Scan the records below and copy every line that contains the string "segment".

RECORDS FOR PROCESSING
- - - -

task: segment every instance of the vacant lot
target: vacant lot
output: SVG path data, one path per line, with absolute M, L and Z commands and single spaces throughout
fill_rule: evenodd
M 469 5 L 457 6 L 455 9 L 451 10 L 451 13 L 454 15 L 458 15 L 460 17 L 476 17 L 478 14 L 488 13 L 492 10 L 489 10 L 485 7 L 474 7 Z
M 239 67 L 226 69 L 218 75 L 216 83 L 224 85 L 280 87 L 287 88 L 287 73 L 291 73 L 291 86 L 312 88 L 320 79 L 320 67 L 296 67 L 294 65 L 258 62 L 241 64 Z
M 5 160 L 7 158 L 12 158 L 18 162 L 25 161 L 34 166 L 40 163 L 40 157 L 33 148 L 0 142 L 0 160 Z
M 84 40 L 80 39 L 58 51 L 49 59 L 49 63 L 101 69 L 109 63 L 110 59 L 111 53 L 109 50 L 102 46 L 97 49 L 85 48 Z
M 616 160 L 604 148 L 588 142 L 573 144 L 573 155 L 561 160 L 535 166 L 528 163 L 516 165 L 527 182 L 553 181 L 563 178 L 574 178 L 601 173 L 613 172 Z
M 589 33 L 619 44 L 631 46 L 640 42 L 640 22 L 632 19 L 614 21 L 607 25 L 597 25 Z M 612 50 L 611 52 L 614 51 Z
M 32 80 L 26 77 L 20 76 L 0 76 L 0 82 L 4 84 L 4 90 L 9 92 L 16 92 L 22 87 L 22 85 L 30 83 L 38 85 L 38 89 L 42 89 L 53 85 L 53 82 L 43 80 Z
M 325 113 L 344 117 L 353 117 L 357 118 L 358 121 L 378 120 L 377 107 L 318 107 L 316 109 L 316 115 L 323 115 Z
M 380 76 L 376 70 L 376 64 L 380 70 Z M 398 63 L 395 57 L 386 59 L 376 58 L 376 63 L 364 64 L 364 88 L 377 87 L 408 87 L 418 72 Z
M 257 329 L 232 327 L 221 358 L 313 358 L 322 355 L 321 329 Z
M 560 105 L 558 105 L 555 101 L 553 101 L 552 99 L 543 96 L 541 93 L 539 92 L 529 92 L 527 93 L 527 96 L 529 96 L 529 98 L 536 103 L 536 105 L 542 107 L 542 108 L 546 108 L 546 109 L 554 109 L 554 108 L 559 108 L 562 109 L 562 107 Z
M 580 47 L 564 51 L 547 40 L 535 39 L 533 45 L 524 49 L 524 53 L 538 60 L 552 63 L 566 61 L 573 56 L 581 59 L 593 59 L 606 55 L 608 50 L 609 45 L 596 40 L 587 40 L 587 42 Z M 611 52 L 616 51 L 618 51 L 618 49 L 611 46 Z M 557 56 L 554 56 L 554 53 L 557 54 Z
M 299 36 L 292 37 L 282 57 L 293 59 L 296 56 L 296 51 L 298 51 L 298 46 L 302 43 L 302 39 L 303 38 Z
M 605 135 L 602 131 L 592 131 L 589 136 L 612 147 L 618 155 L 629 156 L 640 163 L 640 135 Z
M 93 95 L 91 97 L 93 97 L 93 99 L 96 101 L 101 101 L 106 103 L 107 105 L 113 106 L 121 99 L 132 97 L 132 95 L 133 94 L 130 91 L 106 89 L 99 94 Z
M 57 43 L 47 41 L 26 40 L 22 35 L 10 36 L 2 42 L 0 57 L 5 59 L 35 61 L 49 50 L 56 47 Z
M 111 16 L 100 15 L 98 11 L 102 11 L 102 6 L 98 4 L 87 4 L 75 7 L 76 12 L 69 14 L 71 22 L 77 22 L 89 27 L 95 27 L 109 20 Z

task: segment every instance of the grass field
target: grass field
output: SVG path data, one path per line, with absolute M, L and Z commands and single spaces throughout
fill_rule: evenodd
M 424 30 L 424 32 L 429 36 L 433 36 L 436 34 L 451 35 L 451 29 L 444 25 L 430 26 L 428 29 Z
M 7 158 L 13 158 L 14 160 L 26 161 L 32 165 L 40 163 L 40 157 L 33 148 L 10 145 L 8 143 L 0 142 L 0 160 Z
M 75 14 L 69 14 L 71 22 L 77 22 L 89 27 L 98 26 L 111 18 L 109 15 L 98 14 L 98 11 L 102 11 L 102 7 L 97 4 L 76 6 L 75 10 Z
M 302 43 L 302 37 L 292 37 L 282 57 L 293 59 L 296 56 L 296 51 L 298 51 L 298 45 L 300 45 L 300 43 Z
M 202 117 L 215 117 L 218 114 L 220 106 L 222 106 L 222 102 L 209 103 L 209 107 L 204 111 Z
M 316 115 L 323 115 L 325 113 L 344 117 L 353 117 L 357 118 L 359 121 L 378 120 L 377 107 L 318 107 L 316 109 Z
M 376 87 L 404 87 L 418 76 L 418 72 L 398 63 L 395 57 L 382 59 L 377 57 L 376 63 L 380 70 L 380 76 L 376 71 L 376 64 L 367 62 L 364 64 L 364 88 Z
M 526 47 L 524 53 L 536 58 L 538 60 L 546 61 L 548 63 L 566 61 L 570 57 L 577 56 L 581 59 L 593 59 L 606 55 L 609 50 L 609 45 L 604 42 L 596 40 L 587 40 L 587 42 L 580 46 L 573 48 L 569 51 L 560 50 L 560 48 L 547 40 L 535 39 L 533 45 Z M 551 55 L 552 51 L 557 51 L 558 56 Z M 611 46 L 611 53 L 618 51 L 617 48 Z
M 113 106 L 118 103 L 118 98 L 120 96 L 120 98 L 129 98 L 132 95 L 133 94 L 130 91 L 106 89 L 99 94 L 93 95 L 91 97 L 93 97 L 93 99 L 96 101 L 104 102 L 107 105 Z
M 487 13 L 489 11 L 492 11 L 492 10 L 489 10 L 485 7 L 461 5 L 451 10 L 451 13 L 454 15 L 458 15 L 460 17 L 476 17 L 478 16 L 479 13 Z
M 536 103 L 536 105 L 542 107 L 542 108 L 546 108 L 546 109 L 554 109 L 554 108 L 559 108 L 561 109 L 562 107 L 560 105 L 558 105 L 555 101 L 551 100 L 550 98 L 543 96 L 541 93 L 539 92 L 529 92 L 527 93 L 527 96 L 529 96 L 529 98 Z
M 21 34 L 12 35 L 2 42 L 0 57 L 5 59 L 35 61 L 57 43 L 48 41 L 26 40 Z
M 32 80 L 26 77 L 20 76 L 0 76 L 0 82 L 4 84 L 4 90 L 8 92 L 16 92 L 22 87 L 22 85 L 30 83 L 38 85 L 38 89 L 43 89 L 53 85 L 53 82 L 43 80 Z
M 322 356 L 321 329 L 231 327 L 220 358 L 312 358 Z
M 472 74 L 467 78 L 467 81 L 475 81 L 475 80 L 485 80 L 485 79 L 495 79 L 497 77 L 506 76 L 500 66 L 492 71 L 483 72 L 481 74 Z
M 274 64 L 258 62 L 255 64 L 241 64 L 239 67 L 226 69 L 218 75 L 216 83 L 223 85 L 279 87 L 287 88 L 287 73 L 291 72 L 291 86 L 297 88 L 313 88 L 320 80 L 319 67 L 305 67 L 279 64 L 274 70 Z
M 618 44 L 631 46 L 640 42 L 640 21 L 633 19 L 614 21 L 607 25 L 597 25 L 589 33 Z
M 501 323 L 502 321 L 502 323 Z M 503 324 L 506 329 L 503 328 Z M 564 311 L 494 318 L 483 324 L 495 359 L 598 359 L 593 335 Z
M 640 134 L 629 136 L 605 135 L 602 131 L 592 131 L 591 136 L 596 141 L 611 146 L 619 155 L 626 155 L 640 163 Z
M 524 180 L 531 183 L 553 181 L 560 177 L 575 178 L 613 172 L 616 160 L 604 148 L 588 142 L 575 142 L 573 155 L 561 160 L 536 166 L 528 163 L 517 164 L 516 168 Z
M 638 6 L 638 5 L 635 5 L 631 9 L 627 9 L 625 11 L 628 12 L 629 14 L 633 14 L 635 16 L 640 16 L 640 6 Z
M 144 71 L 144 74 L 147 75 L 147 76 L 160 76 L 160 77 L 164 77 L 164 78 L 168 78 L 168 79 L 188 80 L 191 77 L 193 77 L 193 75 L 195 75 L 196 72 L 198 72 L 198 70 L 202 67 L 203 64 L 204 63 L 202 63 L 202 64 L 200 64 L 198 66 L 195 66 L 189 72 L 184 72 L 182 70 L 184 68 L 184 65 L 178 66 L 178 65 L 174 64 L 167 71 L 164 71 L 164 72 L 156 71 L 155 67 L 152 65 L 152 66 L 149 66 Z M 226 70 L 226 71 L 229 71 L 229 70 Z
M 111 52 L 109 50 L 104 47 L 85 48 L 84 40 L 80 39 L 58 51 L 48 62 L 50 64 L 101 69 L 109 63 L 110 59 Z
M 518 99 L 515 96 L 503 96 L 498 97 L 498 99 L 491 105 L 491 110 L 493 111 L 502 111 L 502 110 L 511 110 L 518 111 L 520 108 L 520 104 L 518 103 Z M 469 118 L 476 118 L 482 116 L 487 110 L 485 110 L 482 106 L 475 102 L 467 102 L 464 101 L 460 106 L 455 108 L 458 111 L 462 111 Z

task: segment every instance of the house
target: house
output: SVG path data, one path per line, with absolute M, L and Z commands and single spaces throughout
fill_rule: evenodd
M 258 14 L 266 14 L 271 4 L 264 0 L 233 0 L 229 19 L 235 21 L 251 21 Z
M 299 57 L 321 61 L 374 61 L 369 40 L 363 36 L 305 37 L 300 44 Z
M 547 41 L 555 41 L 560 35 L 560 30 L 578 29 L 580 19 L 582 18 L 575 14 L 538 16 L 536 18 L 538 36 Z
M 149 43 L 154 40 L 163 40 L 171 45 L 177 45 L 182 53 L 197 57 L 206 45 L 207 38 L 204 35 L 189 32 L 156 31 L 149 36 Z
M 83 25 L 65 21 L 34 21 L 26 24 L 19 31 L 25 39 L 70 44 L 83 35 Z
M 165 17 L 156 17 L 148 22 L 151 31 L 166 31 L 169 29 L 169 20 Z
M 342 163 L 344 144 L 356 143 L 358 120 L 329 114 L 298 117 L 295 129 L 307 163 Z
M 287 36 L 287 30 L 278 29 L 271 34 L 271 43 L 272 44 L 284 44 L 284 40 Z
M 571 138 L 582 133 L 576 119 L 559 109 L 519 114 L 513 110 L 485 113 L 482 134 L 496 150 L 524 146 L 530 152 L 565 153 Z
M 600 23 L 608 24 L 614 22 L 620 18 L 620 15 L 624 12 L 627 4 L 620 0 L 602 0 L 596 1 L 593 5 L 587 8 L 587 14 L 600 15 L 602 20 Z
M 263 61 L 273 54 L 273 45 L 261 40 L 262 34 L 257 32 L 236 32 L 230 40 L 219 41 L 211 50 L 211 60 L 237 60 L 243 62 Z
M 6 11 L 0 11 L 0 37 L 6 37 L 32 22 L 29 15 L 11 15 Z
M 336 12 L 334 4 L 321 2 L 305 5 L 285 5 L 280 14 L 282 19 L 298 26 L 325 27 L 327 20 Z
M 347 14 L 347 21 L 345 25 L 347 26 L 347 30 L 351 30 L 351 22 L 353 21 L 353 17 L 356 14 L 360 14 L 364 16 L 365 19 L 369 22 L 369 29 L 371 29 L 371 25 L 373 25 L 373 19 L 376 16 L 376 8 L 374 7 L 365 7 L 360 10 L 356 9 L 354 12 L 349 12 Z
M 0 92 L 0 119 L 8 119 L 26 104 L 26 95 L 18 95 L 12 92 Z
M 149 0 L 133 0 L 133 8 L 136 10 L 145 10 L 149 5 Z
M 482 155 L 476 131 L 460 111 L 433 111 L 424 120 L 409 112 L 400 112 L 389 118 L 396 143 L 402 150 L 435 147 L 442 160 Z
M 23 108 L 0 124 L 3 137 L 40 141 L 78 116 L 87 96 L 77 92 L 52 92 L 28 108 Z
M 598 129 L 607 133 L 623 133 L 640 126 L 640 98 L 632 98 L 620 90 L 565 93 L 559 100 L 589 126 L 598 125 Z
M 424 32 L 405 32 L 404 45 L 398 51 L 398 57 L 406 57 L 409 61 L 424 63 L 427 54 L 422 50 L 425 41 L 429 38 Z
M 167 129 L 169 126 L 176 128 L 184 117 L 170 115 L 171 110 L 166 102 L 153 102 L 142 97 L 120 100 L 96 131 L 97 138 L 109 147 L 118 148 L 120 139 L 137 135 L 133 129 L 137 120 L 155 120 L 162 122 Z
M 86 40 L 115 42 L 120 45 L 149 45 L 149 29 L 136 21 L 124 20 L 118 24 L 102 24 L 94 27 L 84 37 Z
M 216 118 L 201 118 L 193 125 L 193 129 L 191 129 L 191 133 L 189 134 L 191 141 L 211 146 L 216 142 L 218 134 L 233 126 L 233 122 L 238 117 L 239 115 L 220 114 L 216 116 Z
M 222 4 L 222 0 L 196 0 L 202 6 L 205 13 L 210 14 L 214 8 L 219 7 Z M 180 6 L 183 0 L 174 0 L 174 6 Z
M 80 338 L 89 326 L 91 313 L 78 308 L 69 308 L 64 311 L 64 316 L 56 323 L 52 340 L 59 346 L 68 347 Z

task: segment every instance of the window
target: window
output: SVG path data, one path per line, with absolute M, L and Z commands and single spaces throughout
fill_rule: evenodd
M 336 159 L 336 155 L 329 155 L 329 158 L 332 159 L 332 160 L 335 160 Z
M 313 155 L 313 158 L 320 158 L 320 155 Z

- - - -

SOLUTION FOR THIS TASK
task: segment every instance of the vacant lot
task: segment every instance of the grass field
task: segment every instance of the house
task: segment every instance of the window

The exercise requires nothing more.